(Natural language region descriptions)

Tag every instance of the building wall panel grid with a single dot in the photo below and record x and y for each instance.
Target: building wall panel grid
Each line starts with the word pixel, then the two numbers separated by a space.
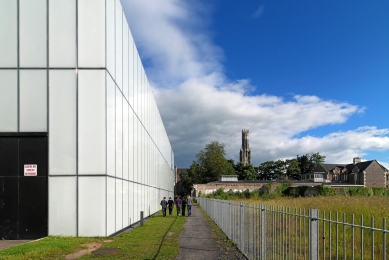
pixel 77 75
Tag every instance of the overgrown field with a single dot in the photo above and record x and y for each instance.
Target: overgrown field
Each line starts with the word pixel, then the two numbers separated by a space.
pixel 341 218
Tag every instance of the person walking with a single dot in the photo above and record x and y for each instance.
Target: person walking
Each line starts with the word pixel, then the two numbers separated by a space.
pixel 178 205
pixel 183 206
pixel 189 201
pixel 170 203
pixel 164 205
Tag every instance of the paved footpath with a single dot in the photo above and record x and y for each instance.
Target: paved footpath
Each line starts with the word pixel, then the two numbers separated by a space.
pixel 196 241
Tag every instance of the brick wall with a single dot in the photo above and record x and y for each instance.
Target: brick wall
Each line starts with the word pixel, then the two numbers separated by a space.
pixel 374 175
pixel 212 187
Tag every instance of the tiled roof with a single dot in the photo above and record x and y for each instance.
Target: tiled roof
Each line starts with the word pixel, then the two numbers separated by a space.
pixel 358 167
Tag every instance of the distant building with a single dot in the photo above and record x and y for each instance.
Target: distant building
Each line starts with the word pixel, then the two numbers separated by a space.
pixel 228 178
pixel 245 151
pixel 367 173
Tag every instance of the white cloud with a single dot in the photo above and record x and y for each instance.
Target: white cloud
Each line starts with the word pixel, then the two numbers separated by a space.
pixel 258 12
pixel 199 104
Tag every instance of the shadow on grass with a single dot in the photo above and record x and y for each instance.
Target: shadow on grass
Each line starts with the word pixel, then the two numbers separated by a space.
pixel 160 246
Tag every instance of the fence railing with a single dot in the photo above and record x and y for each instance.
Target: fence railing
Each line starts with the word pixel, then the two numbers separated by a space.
pixel 274 232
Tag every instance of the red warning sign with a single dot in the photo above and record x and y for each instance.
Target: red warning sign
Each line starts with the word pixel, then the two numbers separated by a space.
pixel 30 170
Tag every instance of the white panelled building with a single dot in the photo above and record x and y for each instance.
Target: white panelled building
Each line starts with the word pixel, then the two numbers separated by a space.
pixel 83 148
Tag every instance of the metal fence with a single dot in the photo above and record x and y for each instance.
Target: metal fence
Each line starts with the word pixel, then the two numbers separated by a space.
pixel 274 232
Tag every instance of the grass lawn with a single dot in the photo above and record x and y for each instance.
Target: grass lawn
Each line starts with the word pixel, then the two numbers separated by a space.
pixel 157 239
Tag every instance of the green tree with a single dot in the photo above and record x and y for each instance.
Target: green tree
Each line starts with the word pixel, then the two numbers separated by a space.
pixel 211 164
pixel 272 170
pixel 308 162
pixel 246 171
pixel 292 169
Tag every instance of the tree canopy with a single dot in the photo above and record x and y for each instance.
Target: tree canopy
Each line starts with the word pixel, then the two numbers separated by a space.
pixel 210 164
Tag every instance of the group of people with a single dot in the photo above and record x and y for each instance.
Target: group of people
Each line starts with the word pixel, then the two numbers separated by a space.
pixel 181 205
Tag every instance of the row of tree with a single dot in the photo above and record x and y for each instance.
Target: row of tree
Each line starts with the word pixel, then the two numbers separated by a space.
pixel 211 164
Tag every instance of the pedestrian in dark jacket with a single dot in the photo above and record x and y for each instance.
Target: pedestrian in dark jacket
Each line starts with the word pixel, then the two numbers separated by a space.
pixel 178 205
pixel 170 203
pixel 164 205
pixel 189 202
pixel 183 206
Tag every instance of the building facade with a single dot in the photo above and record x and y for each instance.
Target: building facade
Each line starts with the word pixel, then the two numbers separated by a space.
pixel 245 151
pixel 83 148
pixel 366 173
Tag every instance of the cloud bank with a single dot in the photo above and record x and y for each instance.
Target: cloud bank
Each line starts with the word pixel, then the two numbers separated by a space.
pixel 199 104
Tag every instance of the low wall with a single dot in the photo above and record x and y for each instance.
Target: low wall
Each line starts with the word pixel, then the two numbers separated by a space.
pixel 234 187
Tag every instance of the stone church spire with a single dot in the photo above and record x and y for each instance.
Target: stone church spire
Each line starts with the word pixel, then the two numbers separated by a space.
pixel 245 151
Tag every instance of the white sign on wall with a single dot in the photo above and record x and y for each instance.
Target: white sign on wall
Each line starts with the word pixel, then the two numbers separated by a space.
pixel 30 170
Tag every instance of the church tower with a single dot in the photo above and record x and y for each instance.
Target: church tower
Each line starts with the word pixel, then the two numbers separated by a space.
pixel 245 151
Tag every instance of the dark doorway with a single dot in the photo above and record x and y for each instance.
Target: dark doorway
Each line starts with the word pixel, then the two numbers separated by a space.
pixel 23 187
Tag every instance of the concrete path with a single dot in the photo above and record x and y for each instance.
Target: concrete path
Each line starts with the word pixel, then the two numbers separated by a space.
pixel 196 241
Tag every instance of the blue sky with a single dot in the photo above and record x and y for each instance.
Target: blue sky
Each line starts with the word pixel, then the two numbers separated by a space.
pixel 302 76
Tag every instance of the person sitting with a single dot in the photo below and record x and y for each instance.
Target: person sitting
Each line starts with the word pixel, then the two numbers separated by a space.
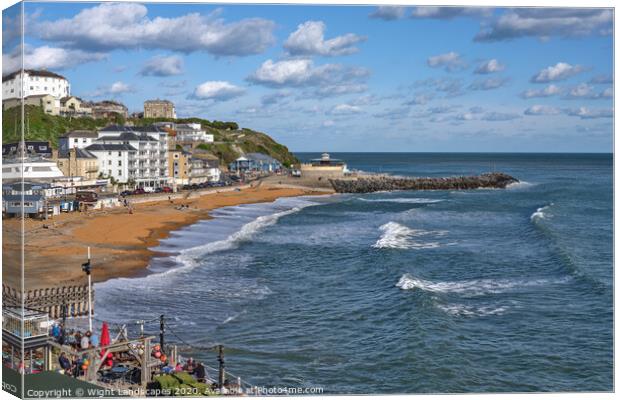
pixel 200 373
pixel 65 363
pixel 85 341
pixel 189 365
pixel 94 340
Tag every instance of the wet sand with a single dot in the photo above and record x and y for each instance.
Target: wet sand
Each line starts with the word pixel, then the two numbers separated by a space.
pixel 119 241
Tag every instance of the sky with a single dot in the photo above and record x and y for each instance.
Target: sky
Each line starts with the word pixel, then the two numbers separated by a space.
pixel 343 78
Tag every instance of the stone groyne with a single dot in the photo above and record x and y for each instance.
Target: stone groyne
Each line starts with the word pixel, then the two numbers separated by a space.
pixel 371 184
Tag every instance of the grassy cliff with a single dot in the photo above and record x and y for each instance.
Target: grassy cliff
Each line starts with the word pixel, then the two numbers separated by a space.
pixel 230 141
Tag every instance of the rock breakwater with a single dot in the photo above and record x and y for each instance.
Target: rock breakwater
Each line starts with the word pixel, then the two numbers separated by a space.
pixel 371 184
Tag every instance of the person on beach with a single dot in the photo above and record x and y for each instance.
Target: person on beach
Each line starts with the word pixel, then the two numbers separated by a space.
pixel 94 340
pixel 65 363
pixel 189 365
pixel 85 342
pixel 200 373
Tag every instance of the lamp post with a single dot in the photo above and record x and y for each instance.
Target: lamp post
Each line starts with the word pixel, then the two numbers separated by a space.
pixel 86 269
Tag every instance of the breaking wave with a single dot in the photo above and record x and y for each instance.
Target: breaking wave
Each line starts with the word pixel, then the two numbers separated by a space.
pixel 478 287
pixel 519 185
pixel 397 236
pixel 540 213
pixel 403 200
pixel 188 258
pixel 462 310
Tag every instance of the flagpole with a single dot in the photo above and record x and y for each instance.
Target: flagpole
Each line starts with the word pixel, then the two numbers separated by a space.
pixel 90 305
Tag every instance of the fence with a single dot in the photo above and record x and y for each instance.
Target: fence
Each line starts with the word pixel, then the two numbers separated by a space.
pixel 51 300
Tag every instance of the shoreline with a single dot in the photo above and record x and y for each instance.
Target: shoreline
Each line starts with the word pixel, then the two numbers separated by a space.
pixel 120 242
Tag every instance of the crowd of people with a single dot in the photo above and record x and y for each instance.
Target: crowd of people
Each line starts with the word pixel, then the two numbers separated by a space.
pixel 75 338
pixel 197 369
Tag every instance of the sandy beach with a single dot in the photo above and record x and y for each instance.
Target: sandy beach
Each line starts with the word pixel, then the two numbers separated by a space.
pixel 119 241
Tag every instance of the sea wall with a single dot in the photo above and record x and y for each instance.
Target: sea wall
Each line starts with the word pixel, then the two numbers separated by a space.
pixel 371 184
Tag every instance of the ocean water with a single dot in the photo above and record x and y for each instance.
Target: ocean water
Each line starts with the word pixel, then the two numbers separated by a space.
pixel 400 292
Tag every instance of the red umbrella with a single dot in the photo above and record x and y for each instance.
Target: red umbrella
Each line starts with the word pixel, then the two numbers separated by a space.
pixel 105 341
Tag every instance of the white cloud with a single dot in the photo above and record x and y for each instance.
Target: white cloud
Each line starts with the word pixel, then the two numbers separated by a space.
pixel 588 113
pixel 602 79
pixel 114 90
pixel 488 84
pixel 163 66
pixel 548 91
pixel 302 72
pixel 389 13
pixel 434 12
pixel 450 61
pixel 557 72
pixel 46 57
pixel 489 67
pixel 309 39
pixel 217 90
pixel 345 109
pixel 541 110
pixel 547 22
pixel 126 25
pixel 585 91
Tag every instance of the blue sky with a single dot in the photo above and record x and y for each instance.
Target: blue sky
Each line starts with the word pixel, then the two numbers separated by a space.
pixel 334 78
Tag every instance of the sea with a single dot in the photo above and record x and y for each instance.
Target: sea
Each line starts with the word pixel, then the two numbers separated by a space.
pixel 398 292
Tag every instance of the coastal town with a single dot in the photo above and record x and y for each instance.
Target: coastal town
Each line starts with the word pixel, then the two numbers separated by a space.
pixel 116 190
pixel 91 204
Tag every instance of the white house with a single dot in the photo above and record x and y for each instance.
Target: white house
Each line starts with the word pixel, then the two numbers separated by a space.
pixel 29 169
pixel 151 157
pixel 76 140
pixel 192 132
pixel 117 161
pixel 35 83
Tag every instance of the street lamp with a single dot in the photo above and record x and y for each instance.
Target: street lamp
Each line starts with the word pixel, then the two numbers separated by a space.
pixel 86 269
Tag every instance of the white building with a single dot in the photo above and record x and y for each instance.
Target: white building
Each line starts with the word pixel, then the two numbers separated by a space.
pixel 117 161
pixel 149 166
pixel 192 132
pixel 35 83
pixel 76 140
pixel 33 169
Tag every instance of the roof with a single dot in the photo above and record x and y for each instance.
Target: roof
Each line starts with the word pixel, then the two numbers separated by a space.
pixel 67 98
pixel 127 136
pixel 261 157
pixel 33 72
pixel 148 128
pixel 79 153
pixel 26 197
pixel 110 147
pixel 116 128
pixel 158 101
pixel 80 133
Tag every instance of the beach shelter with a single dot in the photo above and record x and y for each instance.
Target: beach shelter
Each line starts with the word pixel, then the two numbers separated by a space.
pixel 105 341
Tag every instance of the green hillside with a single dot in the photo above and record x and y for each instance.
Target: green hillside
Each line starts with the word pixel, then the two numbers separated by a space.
pixel 230 141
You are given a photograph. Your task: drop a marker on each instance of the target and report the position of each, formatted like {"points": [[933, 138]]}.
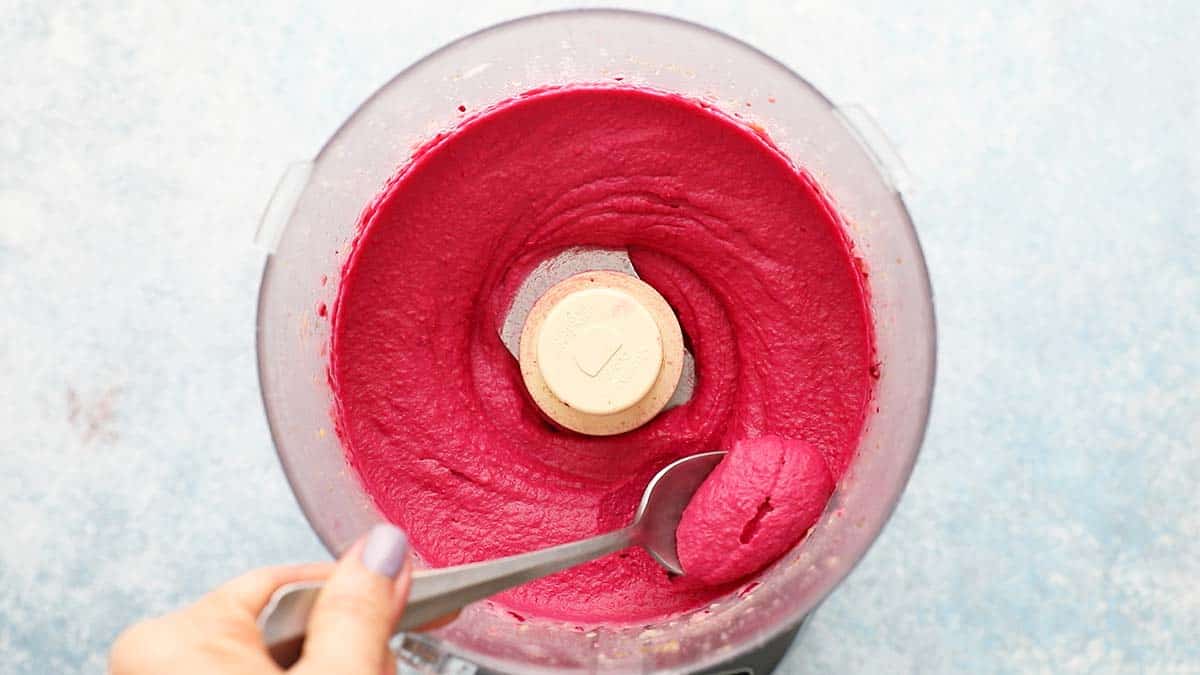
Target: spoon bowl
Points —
{"points": [[438, 592]]}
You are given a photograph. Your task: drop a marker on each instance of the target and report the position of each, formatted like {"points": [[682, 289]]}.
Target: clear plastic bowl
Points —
{"points": [[312, 219]]}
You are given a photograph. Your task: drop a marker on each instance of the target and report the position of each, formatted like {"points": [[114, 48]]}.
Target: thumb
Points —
{"points": [[354, 615]]}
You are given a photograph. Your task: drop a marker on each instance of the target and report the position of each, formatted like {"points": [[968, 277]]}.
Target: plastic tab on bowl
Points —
{"points": [[870, 136], [281, 204]]}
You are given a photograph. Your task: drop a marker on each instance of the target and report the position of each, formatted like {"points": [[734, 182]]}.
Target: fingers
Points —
{"points": [[250, 592], [363, 598]]}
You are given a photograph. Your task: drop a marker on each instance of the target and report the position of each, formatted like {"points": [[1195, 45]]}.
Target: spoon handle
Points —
{"points": [[435, 592]]}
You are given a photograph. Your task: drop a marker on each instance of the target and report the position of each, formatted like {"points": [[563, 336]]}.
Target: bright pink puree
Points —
{"points": [[431, 407]]}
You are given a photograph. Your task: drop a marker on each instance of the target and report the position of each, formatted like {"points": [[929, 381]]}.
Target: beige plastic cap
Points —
{"points": [[601, 352]]}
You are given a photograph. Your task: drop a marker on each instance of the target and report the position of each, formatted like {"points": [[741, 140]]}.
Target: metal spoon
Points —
{"points": [[438, 592]]}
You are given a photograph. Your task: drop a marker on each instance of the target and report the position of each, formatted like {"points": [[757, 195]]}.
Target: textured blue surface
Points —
{"points": [[1053, 521]]}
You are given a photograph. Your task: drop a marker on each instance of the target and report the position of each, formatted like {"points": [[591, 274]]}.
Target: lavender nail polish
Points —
{"points": [[385, 549]]}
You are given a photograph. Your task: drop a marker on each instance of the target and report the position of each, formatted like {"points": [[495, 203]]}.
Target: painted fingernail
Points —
{"points": [[385, 550]]}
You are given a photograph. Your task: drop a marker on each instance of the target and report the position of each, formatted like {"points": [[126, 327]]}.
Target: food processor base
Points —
{"points": [[419, 657]]}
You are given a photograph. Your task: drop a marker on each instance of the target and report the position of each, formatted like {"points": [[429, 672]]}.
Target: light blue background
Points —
{"points": [[1053, 523]]}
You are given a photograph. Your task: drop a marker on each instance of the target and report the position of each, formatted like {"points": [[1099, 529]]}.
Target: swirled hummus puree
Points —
{"points": [[751, 256]]}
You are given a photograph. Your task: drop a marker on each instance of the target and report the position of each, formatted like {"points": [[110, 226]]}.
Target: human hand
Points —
{"points": [[348, 629]]}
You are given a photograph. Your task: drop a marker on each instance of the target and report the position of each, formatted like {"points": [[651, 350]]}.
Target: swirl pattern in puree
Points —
{"points": [[431, 407]]}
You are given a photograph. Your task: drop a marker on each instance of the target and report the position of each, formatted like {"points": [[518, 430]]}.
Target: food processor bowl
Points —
{"points": [[311, 221]]}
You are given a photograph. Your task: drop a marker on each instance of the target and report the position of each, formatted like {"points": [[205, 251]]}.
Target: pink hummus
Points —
{"points": [[753, 257]]}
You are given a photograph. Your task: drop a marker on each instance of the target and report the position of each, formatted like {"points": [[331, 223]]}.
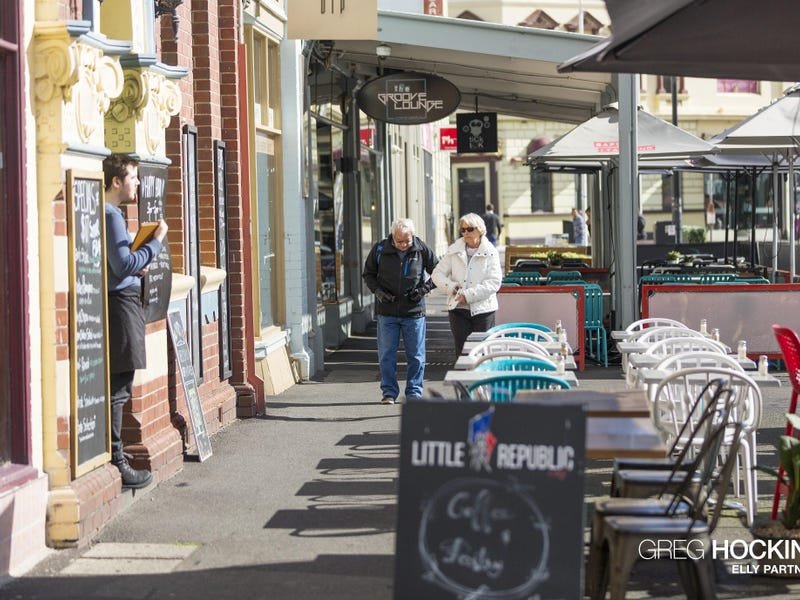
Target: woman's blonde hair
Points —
{"points": [[472, 220]]}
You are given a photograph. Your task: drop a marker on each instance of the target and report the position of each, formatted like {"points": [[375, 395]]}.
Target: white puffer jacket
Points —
{"points": [[479, 278]]}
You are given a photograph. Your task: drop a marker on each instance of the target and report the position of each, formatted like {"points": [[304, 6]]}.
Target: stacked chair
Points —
{"points": [[692, 487], [508, 344], [670, 411], [515, 350]]}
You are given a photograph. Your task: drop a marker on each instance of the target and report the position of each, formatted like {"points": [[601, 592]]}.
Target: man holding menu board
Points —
{"points": [[126, 267]]}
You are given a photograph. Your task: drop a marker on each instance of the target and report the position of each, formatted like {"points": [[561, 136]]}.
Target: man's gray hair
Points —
{"points": [[403, 226]]}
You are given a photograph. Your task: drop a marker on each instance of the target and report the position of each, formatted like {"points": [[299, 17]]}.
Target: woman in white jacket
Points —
{"points": [[470, 274]]}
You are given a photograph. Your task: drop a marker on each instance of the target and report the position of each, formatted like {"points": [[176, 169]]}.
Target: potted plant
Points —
{"points": [[788, 526], [554, 258]]}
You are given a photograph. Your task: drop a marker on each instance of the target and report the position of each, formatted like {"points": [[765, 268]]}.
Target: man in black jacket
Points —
{"points": [[395, 272]]}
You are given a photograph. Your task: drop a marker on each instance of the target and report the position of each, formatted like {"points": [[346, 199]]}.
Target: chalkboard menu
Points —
{"points": [[88, 332], [220, 181], [490, 501], [157, 284], [178, 334]]}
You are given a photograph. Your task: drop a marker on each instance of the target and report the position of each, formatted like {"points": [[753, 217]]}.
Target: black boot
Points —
{"points": [[133, 478]]}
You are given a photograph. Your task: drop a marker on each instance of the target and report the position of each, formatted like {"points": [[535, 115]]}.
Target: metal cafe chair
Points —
{"points": [[503, 388], [623, 535], [697, 479], [789, 343], [673, 399], [508, 344], [513, 361]]}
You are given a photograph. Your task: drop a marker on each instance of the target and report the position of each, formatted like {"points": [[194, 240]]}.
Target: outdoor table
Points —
{"points": [[469, 377], [465, 362], [596, 404], [652, 377], [623, 437]]}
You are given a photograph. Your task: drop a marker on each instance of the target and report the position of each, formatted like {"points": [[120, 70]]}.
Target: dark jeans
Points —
{"points": [[462, 324], [121, 385]]}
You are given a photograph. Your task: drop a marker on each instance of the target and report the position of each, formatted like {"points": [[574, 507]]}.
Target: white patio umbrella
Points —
{"points": [[773, 132], [598, 139]]}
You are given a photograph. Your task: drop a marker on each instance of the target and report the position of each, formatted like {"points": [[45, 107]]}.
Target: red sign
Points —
{"points": [[367, 136], [612, 147], [432, 7], [448, 138]]}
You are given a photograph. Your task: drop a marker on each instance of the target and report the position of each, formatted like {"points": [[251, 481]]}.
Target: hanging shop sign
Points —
{"points": [[332, 19], [477, 132], [448, 138], [409, 98]]}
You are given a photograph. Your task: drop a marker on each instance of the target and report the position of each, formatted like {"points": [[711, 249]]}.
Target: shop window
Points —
{"points": [[541, 191], [15, 430], [330, 212], [267, 206], [737, 86]]}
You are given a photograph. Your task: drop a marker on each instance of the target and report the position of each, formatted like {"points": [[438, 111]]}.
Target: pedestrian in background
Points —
{"points": [[470, 273], [493, 224], [395, 272], [126, 341], [578, 228]]}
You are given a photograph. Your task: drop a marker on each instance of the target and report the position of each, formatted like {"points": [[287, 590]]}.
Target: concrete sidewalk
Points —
{"points": [[301, 503]]}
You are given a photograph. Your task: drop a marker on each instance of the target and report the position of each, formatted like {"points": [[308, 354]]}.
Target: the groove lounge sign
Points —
{"points": [[409, 98]]}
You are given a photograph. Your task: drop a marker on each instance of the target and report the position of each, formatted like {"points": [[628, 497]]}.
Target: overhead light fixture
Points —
{"points": [[168, 7]]}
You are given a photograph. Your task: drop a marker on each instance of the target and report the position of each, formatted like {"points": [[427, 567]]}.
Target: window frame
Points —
{"points": [[16, 404]]}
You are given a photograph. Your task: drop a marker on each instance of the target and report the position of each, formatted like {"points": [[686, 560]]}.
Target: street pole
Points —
{"points": [[677, 203]]}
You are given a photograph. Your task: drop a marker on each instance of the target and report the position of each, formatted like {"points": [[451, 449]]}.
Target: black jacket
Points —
{"points": [[383, 269]]}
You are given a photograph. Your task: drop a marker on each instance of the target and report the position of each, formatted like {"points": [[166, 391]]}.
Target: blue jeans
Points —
{"points": [[413, 330]]}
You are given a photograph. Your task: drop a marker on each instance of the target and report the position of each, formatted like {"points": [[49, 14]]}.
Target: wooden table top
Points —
{"points": [[625, 437], [598, 404], [622, 435]]}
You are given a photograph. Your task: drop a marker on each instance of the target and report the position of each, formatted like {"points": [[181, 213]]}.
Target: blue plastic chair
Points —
{"points": [[500, 363], [503, 326], [707, 278], [561, 276], [503, 388]]}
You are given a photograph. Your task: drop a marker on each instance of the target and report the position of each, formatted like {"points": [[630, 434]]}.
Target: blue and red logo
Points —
{"points": [[481, 441]]}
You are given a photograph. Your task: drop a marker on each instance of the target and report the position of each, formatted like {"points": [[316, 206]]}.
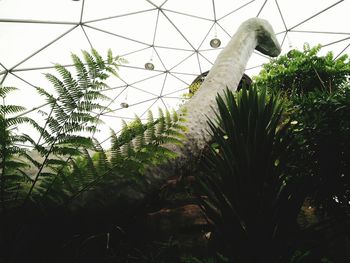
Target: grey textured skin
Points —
{"points": [[254, 33]]}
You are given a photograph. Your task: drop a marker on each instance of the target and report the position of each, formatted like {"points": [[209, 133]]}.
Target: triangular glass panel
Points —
{"points": [[233, 20], [205, 63], [104, 9], [154, 85], [197, 8], [104, 40], [193, 29], [26, 95], [307, 10], [275, 20], [331, 20], [215, 32], [172, 57], [298, 39], [131, 75], [24, 40], [140, 58], [54, 10], [173, 103], [210, 55], [158, 104], [255, 61], [175, 83], [168, 35], [224, 8], [338, 49], [190, 65], [61, 50], [131, 26]]}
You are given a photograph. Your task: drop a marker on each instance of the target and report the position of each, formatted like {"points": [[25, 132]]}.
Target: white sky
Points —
{"points": [[52, 29]]}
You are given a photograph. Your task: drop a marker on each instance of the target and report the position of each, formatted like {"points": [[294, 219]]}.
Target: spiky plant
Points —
{"points": [[247, 191]]}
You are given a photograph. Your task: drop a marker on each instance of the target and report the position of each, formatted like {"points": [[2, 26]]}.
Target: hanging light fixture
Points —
{"points": [[215, 42], [125, 104], [149, 65]]}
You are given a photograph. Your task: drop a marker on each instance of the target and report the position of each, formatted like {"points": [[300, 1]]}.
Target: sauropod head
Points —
{"points": [[267, 41]]}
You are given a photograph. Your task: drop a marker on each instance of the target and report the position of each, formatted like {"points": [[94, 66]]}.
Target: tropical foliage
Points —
{"points": [[304, 71], [66, 168], [297, 155], [251, 196]]}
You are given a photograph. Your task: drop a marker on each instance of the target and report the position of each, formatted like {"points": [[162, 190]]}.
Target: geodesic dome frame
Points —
{"points": [[174, 36]]}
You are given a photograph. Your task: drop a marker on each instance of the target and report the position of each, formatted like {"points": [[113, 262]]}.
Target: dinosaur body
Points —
{"points": [[227, 71]]}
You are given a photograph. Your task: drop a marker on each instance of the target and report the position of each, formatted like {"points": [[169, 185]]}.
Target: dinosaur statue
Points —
{"points": [[227, 71], [245, 81]]}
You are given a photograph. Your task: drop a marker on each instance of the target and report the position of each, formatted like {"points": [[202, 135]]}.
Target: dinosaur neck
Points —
{"points": [[226, 72]]}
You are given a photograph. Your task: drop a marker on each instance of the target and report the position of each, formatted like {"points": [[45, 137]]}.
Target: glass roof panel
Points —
{"points": [[20, 41], [53, 10], [174, 35]]}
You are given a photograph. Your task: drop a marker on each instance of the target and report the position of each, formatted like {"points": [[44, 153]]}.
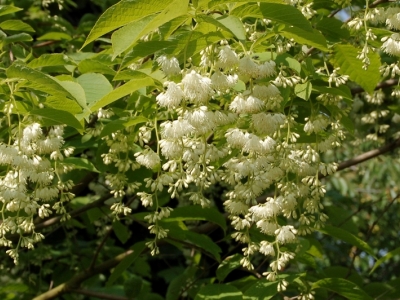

◆ Your goal
Filter the records above down to the lines that hold the string "ocean".

◆ Output for this exercise
Tag every instance of the ocean water with a single dot in the photo above and record x and y for each instance.
Target: ocean water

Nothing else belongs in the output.